=== Texte fourni ===

La ville d’Ohrid est ensuite conquise par le roi de Serbie Stefan Uroš IV Dušan en 1334. Ce souverain se fait par ailleurs couronner empereur des Serbes et des Grecs en 1346 à Skopje, qui devient la capitale de son empire.

À la fin du XIVe siècle, les Serbes sont remplacés dans la région par les Turcs, conduits par le sultan Bayezid Ier. La date exacte du passage d’Ohrid aux Turcs ne peut être précisément déterminée ; une inscription dans une église proche donne 1408 tandis les écrits turcs affirment 1395.

L’arrivée des Turcs et l’islamisation des habitants a un impact important sur la ville, qui change de visage. les premiers monuments turcs sont construits dès le début du XVe siècle et le monastère Saint-Pantaleimon d’Ohrid est converti en mosquée, tout comme la cathédrale Sainte-Sophie d’Ohrid au XVIe siècle.

D’après le recensement effectué par les Turcs en 1582, la commune d’Ohrid couvrait alors 88 villages et comptait 13 592 habitants, ce qui traduit une densité de population élevée. La majorité des habitants étaient probablement des Macédoniens slaves et devaient cohabiter avec des minorités valaques et albanaises. Le grand voyageur et écrivain du XVIIe siècle Evliya Çelebi recense à Ohrid 17 lieux de culte musulman, sept écoles primaires, 77 bains et trois cantines publiques. La ville devait compter en plus 150 magasins, trois tavernes, trois auberges et sept cafés.

Au XVIIIe siècle, les Grecs phanariotes sont au pouvoir à Istanbul et ils exercent des pressions pour faire disparaître les Églises slaves au profit de l’Église orthodoxe grecque. Le Patriarcat de Peć, en Serbie, est aboli en 1766 et l’archevêché d’Ohrid disparaît en 1767.

=== Données présentées ===

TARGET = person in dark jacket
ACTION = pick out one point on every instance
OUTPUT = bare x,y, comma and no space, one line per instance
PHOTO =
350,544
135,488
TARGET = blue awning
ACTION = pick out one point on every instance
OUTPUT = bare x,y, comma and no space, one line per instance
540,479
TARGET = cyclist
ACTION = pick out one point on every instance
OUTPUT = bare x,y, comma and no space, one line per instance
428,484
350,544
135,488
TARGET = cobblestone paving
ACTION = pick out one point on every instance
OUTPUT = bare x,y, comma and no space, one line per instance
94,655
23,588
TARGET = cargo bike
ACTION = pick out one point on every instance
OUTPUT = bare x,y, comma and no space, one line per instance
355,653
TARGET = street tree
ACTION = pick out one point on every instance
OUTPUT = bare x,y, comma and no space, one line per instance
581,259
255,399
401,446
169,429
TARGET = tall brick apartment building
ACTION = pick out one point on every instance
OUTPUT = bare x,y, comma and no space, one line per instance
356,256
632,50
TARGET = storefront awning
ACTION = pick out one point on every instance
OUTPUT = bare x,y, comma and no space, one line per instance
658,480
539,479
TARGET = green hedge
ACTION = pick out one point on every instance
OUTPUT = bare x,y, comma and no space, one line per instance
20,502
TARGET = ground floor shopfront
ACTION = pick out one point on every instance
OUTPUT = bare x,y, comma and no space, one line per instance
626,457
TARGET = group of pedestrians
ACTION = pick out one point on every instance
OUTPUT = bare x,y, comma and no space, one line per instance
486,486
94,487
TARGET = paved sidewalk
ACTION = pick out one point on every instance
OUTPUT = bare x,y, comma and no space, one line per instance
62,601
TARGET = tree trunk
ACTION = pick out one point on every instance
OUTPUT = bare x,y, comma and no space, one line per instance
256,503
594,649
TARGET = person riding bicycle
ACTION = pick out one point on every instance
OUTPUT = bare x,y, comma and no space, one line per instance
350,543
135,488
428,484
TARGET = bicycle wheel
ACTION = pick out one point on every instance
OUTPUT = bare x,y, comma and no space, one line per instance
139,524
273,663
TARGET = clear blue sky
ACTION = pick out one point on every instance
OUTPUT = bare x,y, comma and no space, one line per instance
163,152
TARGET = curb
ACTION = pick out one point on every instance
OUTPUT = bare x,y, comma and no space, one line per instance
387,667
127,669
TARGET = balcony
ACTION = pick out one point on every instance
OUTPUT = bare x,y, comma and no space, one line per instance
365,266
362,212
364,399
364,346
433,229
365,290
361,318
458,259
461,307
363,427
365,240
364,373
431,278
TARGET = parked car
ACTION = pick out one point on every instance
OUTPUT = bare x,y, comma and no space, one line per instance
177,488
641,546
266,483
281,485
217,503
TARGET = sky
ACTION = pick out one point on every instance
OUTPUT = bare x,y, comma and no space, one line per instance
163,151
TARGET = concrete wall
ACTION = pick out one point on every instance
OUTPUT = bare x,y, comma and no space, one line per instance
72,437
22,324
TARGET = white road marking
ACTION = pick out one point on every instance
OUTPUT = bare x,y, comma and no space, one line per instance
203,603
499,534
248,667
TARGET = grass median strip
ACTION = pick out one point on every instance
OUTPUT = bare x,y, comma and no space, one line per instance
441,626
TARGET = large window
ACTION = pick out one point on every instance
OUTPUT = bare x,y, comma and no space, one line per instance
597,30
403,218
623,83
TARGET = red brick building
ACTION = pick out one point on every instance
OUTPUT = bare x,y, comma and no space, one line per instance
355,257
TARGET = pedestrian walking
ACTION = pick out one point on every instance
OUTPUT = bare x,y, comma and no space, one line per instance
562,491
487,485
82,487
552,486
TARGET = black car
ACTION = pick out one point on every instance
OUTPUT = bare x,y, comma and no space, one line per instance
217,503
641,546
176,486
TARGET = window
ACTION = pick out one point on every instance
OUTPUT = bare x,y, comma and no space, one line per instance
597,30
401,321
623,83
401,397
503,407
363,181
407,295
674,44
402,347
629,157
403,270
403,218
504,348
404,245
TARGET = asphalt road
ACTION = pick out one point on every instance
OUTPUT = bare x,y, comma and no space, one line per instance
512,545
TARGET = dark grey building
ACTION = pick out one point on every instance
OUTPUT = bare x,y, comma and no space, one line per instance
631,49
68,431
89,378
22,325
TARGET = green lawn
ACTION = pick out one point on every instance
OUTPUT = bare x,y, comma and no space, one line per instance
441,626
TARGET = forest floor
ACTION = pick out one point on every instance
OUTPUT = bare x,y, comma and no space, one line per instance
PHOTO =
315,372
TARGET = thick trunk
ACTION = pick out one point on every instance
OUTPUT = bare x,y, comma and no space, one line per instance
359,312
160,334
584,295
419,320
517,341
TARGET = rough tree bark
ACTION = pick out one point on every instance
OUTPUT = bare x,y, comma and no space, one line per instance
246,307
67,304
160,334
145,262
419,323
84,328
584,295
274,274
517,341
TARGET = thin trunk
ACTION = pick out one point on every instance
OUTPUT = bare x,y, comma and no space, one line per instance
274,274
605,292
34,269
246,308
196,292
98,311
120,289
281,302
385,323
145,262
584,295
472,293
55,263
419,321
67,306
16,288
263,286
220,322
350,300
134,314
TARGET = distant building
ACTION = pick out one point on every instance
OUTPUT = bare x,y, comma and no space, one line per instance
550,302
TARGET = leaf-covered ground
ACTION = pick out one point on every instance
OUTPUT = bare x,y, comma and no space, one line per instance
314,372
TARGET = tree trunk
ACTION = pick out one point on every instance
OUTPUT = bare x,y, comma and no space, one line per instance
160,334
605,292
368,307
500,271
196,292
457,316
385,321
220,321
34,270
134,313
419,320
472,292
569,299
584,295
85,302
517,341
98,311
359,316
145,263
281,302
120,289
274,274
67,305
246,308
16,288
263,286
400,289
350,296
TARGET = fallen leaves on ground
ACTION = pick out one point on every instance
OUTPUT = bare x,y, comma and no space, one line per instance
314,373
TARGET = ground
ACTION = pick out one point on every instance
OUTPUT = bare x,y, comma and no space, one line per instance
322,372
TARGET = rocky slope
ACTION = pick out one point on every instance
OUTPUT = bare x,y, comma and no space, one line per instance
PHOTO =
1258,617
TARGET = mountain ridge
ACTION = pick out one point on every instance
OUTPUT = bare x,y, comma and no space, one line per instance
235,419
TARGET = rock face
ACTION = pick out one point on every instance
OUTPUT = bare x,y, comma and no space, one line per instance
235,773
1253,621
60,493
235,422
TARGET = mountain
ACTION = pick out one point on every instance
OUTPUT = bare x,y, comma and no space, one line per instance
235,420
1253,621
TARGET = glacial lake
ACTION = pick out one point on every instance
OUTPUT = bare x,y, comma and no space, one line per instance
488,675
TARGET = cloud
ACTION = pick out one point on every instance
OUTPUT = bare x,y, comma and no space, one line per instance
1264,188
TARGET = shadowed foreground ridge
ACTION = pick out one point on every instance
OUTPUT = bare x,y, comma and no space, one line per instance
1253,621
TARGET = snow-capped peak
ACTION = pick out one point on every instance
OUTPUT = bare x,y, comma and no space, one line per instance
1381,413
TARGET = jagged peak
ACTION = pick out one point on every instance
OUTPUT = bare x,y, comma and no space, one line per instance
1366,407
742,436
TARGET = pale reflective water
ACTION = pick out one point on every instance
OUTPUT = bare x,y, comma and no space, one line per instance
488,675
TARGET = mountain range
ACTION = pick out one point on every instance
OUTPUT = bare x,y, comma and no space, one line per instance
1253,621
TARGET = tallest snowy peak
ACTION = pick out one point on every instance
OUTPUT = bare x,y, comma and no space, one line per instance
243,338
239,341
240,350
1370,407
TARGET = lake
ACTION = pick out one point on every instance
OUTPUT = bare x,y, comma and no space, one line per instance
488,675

===

**Tâches à réaliser**
1. Répondez aux questions suivantes d'après le texte sur l'histoire d'Ohrid :
(a) En quelle année Stefan Uroš IV Dušan conquiert-il la ville d'Ohrid ?
(b) Combien de villages la commune d'Ohrid couvrait-elle selon le recensement turc de 1582 ?
(c) En quelle année l'archevêché d'Ohrid disparaît-il ?
2. Poursuivez le texte sur l'histoire d'Ohrid à partir de sa dernière phrase.
Les enregistrements forment un matériau distinct du texte sur l'histoire d'Ohrid.

**Réponses**
1.
(a) En 1334.
(b) 88 villages.
(c) En 1767.

2.
À partir de la première moitié du XIXe siècle, la ville d’Ohrid est le témoin du développement rapide du nationalisme macédonien. Les frères Miladinov, poètes et compilateurs de contes populaires, originaires de la ville voisine de Strouga, font d’Ohrid un centre de diffusion des idées nationalistes. Ils sont suivis par d’autres intellectuels, comme Grigor Parlitchev ou Kuzman Chapkarev, qui y publient plusieurs ouvrages dans leur langue natale, le macédonien16. Au départ, les influences grecque et bulgare étaient grandes à Ohrid, car les autorités grecques et bulgares poursuivaient des politiques d’assimilation culturelle auprès des Macédoniens afin de pouvoir mieux revendiquer la région. Les nationalistes macédoniens s’appuyèrent d’abord sur la langue et les traditions grecques pour propager leurs idées, mais pendant la seconde moitié du XIXe siècle, des écoles purement macédoniennes ouvrent et la population se met à rejeter les propagandes étrangères.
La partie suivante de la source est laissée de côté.